# [Wet Thumb Forum]-Using "No salt" as potassium supplement



## DUCK EEL (Apr 7, 2003)

Hey guys,

Ive been using Seachem potassium but I thought Id save some money by using "no salt" as potassium supplement as Ive read somewhere that you can use this as potassium supplement.

But the problem I have here is that I cant remember where I read it and I dont know how much to dose or to create the mixture.

Can someone help me out please.

Also when I go out to buy "no salt" which one should I be looking out for? eg are there some out there that contains certain substance that i should avoid? 

Thanks


----------



## DUCK EEL (Apr 7, 2003)

Hey guys,

Ive been using Seachem potassium but I thought Id save some money by using "no salt" as potassium supplement as Ive read somewhere that you can use this as potassium supplement.

But the problem I have here is that I cant remember where I read it and I dont know how much to dose or to create the mixture.

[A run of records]
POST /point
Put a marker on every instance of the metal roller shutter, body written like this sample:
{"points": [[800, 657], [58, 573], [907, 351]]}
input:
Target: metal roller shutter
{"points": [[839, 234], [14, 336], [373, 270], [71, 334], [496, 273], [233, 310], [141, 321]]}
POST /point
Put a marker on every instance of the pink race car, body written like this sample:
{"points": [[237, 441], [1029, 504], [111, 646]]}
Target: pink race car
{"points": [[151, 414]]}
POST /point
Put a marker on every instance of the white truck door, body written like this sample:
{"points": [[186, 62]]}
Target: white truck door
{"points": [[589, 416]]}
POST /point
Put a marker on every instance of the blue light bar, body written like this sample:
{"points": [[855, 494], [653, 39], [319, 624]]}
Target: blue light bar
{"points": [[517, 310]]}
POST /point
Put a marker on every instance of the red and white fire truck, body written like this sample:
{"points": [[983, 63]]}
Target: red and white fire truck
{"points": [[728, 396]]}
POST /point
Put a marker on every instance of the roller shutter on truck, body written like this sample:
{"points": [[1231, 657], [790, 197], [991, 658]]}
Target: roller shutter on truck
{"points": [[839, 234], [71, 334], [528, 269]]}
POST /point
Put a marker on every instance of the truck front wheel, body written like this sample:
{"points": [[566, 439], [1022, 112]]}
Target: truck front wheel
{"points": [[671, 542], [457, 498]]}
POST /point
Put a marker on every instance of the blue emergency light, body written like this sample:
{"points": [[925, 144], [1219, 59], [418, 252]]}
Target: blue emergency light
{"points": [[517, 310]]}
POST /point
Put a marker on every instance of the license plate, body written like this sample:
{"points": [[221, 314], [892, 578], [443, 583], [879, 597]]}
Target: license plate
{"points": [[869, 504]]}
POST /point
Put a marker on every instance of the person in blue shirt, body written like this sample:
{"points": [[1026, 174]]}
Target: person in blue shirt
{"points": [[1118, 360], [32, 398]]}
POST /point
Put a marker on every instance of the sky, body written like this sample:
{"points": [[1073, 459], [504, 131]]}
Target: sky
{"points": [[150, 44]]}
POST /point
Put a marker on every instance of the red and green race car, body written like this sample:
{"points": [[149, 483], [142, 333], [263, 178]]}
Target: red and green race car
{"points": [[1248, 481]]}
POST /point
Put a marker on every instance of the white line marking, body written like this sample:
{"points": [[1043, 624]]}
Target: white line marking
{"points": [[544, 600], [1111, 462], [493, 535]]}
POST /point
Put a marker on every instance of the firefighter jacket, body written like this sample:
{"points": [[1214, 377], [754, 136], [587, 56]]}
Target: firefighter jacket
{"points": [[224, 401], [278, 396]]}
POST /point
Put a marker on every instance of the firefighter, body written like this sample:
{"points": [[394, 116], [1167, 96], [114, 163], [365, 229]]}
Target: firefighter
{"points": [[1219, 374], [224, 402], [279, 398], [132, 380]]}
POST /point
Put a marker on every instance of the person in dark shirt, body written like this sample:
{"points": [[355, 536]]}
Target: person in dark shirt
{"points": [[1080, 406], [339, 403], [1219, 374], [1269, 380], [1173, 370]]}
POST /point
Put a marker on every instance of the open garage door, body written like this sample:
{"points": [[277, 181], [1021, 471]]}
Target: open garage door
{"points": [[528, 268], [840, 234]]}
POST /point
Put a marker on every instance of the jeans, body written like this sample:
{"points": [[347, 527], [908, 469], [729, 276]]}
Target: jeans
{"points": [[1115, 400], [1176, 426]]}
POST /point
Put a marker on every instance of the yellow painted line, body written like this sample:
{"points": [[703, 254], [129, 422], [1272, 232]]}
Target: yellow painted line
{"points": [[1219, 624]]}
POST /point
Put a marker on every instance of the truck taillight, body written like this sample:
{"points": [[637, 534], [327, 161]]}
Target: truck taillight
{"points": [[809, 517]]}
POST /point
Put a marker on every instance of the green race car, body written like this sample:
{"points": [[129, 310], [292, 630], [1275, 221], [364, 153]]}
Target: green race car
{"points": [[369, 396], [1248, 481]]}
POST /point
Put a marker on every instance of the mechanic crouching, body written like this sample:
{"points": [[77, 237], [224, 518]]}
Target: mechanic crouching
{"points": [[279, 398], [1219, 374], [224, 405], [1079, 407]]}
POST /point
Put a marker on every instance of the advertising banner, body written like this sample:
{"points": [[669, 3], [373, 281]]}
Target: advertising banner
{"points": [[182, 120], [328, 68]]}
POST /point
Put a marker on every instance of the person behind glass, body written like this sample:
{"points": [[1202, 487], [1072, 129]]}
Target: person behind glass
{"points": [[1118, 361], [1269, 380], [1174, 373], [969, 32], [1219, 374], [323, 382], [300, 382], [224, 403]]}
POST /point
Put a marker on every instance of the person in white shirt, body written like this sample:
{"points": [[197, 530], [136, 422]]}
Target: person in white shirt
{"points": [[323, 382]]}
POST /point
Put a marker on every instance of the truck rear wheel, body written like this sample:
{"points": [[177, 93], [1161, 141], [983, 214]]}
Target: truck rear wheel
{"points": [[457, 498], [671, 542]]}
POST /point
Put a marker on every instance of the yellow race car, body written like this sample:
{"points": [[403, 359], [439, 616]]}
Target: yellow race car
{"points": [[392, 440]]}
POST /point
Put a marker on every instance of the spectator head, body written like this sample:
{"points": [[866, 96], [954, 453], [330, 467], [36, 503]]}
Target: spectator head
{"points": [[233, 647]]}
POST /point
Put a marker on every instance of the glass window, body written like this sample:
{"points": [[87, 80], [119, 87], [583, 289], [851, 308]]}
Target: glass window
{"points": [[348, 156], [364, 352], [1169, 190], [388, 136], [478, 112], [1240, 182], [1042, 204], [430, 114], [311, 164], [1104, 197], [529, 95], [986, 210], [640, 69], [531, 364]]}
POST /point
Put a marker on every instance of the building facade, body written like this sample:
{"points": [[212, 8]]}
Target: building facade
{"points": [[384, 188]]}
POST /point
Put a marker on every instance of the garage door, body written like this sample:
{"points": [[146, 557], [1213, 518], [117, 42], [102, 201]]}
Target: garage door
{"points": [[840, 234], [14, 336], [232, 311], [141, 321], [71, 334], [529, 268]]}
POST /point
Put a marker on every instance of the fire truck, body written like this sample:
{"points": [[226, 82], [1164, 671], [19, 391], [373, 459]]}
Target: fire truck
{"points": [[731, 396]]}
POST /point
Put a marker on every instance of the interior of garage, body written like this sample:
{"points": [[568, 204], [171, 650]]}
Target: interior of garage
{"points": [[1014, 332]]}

Your tasks:
a – Duplicate the part of the "No salt" forum thread starting with "Also when I" and going on through "i should avoid?".
b – Pull out every line of the listing that contains the string "dark". Case counts.

Solutions to the exercise:
a –
Also when I go out to buy "no salt" which one should I be looking out for? eg are there some out there that contains certain substance that i should avoid?

b –
Put a marker on every instance of the person in dark shirt, body written like this sample:
Target: person in dark shirt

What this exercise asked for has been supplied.